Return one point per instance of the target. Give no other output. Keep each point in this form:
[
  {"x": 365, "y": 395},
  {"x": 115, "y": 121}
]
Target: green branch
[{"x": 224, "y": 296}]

### Problem requirements
Present each line of the data above as a numbered list, omitting any blank lines.

### Complete response
1. Return one point per instance of the target. Give no other output. Keep each point in this form:
2. [
3.   {"x": 365, "y": 395},
4.   {"x": 115, "y": 121}
5. ]
6. Target: green branch
7. [{"x": 224, "y": 296}]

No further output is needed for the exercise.